How many lines below contain the word "person"? Matching is case-sensitive, and only the number should be given.

Entries from a dataset:
★ ★ ★ ★

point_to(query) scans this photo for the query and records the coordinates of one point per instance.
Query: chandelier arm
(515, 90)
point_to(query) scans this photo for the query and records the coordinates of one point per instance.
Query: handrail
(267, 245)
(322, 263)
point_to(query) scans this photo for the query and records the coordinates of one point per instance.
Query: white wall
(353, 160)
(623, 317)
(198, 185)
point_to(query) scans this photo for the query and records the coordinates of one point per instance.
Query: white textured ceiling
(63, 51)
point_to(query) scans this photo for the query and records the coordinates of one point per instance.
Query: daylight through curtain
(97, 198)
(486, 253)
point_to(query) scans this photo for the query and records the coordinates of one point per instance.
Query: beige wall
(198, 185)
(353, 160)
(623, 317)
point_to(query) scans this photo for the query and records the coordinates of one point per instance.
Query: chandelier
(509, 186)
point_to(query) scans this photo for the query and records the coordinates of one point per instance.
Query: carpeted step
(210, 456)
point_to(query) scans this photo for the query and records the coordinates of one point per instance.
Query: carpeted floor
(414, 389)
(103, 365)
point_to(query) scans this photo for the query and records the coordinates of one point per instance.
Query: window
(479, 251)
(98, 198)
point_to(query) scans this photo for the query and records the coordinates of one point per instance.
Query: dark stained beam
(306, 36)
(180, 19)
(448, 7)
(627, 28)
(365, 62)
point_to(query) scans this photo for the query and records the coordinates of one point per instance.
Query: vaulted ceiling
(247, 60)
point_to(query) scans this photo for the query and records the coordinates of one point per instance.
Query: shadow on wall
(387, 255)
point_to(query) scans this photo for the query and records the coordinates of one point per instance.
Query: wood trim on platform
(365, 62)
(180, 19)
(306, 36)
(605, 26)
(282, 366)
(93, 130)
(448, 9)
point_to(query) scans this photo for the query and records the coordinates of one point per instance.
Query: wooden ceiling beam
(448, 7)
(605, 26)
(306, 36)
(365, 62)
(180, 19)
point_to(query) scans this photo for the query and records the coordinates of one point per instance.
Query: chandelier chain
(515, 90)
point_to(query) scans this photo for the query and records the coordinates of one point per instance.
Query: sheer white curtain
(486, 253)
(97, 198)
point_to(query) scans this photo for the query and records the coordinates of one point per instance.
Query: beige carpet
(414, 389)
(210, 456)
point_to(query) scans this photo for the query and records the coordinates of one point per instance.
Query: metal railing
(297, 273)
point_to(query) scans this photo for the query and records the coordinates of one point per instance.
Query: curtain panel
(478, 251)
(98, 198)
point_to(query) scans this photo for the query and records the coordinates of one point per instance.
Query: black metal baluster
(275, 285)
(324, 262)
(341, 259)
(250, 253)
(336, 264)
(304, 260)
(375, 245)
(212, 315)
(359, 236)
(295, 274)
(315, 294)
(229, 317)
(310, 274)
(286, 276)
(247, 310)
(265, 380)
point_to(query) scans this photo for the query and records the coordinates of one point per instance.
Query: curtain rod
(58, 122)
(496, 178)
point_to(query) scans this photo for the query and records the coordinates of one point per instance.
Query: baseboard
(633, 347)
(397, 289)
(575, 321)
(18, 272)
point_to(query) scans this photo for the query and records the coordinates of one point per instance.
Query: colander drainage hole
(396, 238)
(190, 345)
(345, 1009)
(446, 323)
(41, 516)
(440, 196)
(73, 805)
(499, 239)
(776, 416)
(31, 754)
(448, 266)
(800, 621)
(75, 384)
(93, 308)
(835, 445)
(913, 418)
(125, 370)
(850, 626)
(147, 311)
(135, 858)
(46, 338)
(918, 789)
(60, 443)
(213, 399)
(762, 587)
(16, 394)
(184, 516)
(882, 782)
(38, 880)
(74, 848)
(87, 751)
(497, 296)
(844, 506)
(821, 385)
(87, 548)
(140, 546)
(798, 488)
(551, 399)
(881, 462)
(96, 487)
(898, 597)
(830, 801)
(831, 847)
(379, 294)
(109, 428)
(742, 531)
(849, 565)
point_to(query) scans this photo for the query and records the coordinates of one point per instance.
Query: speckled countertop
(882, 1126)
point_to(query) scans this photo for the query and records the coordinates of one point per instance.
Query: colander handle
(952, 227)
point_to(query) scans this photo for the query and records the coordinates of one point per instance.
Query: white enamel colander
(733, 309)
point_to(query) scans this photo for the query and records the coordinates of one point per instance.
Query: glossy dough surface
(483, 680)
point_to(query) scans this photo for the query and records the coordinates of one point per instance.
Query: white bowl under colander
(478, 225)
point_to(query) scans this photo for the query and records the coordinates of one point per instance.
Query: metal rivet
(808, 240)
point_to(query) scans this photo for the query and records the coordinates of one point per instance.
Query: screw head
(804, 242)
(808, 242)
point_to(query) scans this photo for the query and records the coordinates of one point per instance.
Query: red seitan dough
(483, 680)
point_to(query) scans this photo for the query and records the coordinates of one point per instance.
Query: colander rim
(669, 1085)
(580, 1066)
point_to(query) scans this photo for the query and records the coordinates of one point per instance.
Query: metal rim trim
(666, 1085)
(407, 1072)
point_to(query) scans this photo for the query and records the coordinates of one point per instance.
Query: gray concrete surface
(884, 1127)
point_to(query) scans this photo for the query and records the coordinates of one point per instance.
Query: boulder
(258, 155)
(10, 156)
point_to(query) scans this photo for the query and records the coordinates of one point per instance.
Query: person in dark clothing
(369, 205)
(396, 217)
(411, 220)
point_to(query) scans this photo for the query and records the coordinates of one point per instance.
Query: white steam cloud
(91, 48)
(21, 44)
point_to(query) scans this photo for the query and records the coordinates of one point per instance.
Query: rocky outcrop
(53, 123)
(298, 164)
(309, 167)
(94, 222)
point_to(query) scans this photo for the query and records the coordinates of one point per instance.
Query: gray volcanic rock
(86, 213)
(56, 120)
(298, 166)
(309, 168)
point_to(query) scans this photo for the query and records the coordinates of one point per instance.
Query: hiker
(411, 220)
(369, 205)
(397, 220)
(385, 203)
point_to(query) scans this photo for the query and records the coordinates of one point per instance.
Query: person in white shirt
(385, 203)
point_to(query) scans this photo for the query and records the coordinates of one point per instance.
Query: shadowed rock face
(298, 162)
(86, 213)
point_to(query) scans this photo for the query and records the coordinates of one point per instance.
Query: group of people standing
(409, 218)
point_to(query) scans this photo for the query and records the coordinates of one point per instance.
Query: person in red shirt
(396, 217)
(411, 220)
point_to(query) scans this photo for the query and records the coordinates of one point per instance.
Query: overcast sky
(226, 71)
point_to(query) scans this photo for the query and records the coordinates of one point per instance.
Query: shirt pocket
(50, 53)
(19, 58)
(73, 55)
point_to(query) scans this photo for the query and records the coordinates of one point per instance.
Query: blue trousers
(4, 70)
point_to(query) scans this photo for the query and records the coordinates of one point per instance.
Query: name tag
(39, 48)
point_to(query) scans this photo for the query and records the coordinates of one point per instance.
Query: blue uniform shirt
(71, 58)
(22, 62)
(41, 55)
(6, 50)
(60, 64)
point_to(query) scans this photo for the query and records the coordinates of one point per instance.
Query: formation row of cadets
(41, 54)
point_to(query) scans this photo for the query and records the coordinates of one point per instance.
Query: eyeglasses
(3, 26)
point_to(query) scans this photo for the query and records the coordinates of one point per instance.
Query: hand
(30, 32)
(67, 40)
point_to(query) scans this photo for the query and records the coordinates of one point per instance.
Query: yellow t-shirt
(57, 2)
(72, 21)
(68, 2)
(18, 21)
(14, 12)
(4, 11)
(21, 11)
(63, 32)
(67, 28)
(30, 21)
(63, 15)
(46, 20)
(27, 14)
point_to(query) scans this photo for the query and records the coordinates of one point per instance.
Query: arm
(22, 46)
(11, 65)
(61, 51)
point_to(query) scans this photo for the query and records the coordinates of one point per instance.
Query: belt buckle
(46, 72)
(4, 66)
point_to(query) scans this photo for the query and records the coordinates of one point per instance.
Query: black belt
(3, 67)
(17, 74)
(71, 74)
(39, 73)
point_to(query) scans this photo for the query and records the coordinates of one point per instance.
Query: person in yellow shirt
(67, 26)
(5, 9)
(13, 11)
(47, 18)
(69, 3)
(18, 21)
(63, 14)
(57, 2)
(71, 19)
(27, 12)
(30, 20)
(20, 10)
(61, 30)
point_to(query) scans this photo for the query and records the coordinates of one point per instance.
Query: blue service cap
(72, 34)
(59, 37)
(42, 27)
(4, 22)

★ ★ ★ ★

• _Solution for this exercise_: 4